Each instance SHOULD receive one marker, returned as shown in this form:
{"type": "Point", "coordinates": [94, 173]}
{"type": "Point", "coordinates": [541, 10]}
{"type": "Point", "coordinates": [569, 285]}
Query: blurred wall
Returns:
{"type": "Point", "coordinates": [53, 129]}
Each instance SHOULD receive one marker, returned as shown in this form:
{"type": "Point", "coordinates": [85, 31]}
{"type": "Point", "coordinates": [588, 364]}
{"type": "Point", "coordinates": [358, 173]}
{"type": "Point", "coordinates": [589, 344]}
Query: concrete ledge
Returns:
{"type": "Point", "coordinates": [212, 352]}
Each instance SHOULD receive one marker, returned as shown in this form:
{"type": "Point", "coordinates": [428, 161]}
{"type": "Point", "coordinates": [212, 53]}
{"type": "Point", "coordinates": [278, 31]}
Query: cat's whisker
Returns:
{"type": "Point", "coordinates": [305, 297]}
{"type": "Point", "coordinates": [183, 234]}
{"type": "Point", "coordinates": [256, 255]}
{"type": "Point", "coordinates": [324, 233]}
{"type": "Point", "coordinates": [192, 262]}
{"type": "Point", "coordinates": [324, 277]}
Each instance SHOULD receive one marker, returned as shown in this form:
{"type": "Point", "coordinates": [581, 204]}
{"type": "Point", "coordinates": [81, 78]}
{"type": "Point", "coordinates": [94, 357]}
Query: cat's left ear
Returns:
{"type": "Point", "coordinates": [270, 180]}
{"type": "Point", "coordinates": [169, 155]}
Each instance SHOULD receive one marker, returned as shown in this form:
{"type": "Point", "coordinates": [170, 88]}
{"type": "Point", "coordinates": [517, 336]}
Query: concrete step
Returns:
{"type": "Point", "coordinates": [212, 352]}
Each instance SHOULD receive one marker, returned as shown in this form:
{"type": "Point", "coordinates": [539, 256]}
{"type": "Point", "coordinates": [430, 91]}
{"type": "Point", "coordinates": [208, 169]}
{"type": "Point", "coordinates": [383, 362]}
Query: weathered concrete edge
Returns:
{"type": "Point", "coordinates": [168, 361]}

**WHAT THE EXERCISE ASKS:**
Could you return all of the lines above verbatim, without changing a single character?

**TASK OUTPUT:**
Each instance SHOULD receive one marker, returned as shown in this form:
{"type": "Point", "coordinates": [94, 173]}
{"type": "Point", "coordinates": [541, 10]}
{"type": "Point", "coordinates": [569, 285]}
Query: blurred wall
Returns:
{"type": "Point", "coordinates": [53, 129]}
Each instance SHOULD receive one marker, returned as shown in this form:
{"type": "Point", "coordinates": [85, 31]}
{"type": "Point", "coordinates": [588, 364]}
{"type": "Point", "coordinates": [358, 173]}
{"type": "Point", "coordinates": [589, 344]}
Query: concrete ledge
Returns:
{"type": "Point", "coordinates": [212, 352]}
Each instance SHOULD receive one marker, returned as shown in this form:
{"type": "Point", "coordinates": [428, 161]}
{"type": "Point", "coordinates": [212, 53]}
{"type": "Point", "coordinates": [278, 31]}
Query: cat's whisker
Returns:
{"type": "Point", "coordinates": [305, 297]}
{"type": "Point", "coordinates": [183, 234]}
{"type": "Point", "coordinates": [256, 255]}
{"type": "Point", "coordinates": [324, 233]}
{"type": "Point", "coordinates": [192, 262]}
{"type": "Point", "coordinates": [324, 277]}
Each instance SHOULD receive one marker, returned as shown in this form:
{"type": "Point", "coordinates": [581, 204]}
{"type": "Point", "coordinates": [81, 78]}
{"type": "Point", "coordinates": [94, 357]}
Query: cat's left ear
Returns:
{"type": "Point", "coordinates": [270, 180]}
{"type": "Point", "coordinates": [169, 155]}
Each instance SHOULD receive one marker, returned as shown in this form:
{"type": "Point", "coordinates": [170, 88]}
{"type": "Point", "coordinates": [517, 336]}
Query: concrete step
Returns:
{"type": "Point", "coordinates": [212, 352]}
Each instance SHOULD receive one marker, returned as shown in this form:
{"type": "Point", "coordinates": [539, 256]}
{"type": "Point", "coordinates": [430, 91]}
{"type": "Point", "coordinates": [208, 169]}
{"type": "Point", "coordinates": [383, 362]}
Query: weathered concrete edge
Returns:
{"type": "Point", "coordinates": [168, 361]}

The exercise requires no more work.